DOCUMENT PASSAGE:
[Start of Attachment]

Company grew by selling "meat-on-a-stick," to festivals, restaurants and grocers
Almost all university students do some kind of part-time work to get extra money. But Dennis Papakostas, took the idea a step further. Instead of taking a menial service job that would give him limited experience, he decided to start his own company.
As is the case with many young entrepreneurs, family played a big role in his decision. "My father was on the organizing committee for a Greek festival, and they couldn't find anyone to cut and prepare the meat so he asked me if I wanted to do it," Papakostas said. "But after the festival, a bell went off in my head, and I realized that there might be a good opportunity here."
So while other students were lining up to get into beer bashes, in 1986, when he was just 20, Papakostas invested $5,000 to buy a vacuum packing machine, fridge and walk-in freezer and founded Express Souvlaki in a 400 square-foot Park Extension store front.
At first, Papakostas was a jack-of-all trades. He had a couple of plant employees, but did most of what was left over himself including sales and administrative work. He even occasionally jumped into his Honda Civic to do deliveries.

[End of Attachment]

REQUIRED TASKS:
**1)** Revise the passage about Express Souvlaki, starting at "As is the case" and ending at "Extension store front.", with "walk-in freezer" replaced by "commercial freezer".
**2)** According to the passage about Express Souvlaki, why did Dennis Papakostas start his own company rather than take a service job?

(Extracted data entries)
[Start of Attachment]

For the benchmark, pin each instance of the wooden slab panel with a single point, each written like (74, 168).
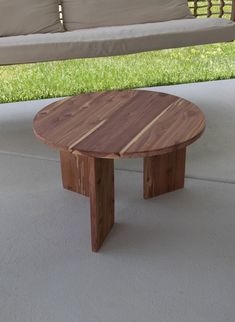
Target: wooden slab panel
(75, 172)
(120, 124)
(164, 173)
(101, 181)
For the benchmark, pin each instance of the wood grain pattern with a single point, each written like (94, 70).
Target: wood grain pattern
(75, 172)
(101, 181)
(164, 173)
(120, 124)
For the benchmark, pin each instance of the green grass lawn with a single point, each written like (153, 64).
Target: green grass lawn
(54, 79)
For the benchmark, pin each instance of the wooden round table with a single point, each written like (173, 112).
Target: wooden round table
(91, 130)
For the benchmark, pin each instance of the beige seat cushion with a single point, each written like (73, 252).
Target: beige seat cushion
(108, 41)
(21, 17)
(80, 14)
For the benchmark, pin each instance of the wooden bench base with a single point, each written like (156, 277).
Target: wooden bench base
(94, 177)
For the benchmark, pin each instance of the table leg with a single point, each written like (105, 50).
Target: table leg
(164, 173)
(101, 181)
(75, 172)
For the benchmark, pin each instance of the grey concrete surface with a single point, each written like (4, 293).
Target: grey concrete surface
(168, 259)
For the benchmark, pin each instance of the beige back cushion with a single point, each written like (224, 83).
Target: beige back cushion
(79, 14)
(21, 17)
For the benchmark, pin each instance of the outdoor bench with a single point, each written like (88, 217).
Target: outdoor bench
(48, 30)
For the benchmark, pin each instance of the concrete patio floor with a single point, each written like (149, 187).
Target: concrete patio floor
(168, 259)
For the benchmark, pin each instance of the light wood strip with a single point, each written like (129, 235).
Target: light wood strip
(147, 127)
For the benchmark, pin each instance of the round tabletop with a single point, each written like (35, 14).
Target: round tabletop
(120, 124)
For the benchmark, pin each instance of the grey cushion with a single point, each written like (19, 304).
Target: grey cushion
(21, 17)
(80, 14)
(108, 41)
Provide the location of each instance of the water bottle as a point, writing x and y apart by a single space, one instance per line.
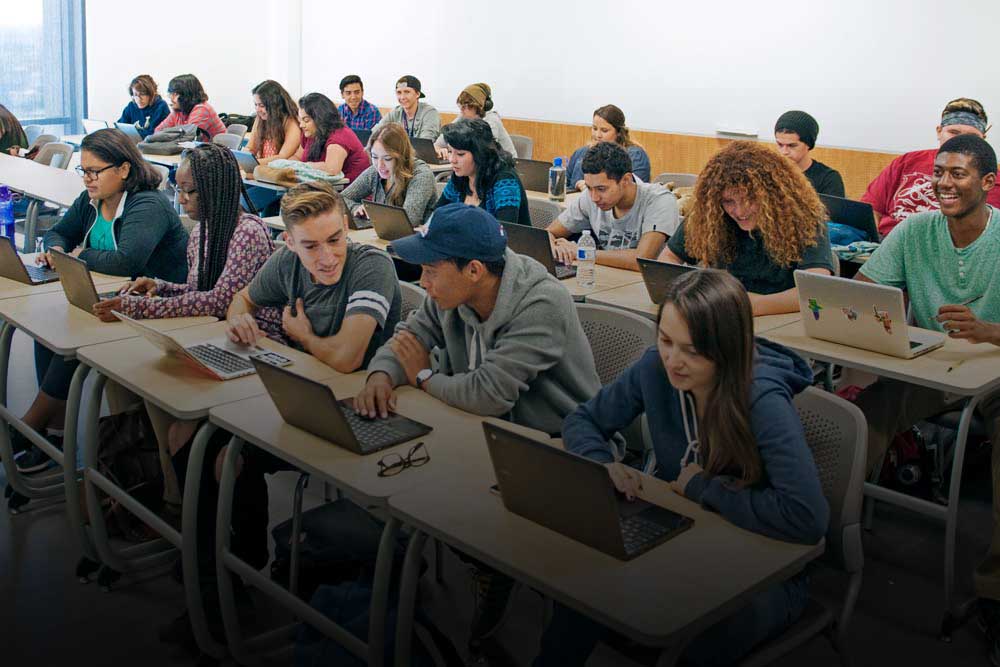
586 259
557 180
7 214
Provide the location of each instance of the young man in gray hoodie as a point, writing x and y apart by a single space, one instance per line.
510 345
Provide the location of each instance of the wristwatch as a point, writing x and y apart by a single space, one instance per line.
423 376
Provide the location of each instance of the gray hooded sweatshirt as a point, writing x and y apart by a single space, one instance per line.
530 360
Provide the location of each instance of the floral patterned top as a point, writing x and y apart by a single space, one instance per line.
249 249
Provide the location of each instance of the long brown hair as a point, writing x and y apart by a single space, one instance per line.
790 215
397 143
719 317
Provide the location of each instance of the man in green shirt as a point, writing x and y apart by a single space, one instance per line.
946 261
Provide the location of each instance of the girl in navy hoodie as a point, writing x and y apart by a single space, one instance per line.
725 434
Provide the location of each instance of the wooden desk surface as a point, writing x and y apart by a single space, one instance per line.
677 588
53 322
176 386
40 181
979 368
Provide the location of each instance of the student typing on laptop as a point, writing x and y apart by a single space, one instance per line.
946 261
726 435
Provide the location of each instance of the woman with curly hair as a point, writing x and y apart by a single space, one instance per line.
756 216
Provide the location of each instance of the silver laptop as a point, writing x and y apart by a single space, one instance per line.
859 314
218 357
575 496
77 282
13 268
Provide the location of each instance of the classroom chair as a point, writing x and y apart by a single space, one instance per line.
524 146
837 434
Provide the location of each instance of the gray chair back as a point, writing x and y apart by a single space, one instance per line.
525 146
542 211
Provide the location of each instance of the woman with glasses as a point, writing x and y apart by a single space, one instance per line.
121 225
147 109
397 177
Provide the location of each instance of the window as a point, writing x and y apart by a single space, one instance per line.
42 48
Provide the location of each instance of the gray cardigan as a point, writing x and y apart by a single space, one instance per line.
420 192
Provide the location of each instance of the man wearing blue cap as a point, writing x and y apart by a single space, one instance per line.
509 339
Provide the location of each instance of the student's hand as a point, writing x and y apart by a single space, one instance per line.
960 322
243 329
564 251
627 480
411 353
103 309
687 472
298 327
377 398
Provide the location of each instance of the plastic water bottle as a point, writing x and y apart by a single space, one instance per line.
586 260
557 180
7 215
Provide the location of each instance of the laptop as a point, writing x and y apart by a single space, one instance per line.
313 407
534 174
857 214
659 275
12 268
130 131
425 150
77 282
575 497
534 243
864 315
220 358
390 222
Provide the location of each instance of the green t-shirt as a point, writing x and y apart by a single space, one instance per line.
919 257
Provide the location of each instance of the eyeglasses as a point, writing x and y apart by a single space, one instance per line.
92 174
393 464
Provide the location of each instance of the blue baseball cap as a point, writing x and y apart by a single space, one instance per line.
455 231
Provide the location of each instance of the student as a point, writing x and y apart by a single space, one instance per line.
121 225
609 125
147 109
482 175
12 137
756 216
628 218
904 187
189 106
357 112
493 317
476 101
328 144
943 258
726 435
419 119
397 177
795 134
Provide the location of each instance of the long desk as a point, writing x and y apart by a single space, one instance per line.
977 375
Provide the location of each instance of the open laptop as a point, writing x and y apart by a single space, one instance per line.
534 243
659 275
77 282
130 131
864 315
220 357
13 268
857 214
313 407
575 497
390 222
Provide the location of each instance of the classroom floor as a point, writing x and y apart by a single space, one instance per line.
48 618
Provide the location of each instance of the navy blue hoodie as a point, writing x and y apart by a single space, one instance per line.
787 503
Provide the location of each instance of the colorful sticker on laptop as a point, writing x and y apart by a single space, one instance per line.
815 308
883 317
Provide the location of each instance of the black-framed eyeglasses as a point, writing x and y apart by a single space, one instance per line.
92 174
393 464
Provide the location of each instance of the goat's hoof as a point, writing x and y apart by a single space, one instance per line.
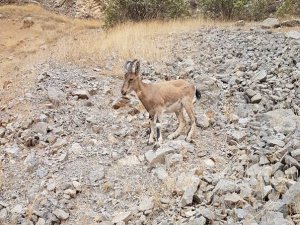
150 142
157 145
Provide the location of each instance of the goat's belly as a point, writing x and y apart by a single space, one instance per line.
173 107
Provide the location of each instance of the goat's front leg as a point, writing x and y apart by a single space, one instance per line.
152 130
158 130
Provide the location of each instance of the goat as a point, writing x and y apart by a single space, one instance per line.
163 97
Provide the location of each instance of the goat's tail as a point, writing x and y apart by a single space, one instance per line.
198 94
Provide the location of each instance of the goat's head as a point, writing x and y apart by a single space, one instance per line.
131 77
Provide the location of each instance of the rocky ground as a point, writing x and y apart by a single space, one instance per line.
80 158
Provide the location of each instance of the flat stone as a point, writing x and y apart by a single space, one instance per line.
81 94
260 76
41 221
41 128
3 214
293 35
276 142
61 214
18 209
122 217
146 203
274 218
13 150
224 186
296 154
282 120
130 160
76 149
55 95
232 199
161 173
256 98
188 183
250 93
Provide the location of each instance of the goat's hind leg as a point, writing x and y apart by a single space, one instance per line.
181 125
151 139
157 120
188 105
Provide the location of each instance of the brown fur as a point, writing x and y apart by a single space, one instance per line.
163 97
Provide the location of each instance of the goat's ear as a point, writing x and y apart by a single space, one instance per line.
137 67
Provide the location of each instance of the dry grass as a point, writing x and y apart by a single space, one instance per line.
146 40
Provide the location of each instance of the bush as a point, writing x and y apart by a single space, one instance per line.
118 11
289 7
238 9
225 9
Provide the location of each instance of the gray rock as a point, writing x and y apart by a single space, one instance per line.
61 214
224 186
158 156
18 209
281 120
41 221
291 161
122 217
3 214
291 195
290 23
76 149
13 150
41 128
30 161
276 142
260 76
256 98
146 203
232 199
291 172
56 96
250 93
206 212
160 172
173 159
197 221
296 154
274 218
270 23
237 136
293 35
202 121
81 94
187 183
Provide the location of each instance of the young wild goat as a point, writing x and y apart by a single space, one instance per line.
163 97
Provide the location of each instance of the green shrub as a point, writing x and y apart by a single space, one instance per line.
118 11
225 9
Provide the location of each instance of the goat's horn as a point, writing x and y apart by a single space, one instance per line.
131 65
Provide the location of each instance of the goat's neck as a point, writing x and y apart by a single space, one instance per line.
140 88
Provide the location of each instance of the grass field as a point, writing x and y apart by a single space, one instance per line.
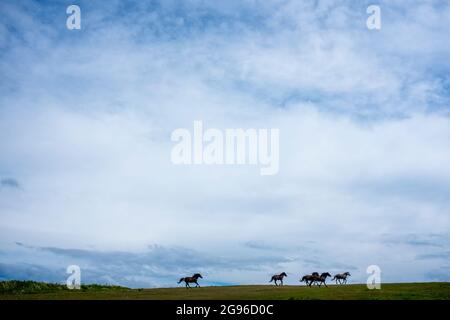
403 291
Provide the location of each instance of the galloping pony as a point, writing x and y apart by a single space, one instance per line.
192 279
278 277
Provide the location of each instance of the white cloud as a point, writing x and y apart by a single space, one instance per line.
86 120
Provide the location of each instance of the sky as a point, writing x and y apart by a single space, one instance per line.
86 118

[End of Attachment]

REPLIES:
**1)**
As is the case with many young entrepreneurs, family played a big role in his decision. "My father was on the organizing committee for a Greek festival, and they couldn't find anyone to cut and prepare the meat so he asked me if I wanted to do it," Papakostas said. "But after the festival, a bell went off in my head, and I realized that there might be a good opportunity here."
So while other students were lining up to get into beer bashes, in 1986, when he was just 20, Papakostas invested $5,000 to buy a vacuum packing machine, fridge and commercial freezer and founded Express Souvlaki in a 400 square-foot Park Extension store front.

**2)** He chose to start his own company because a menial service job would have given him only limited experience.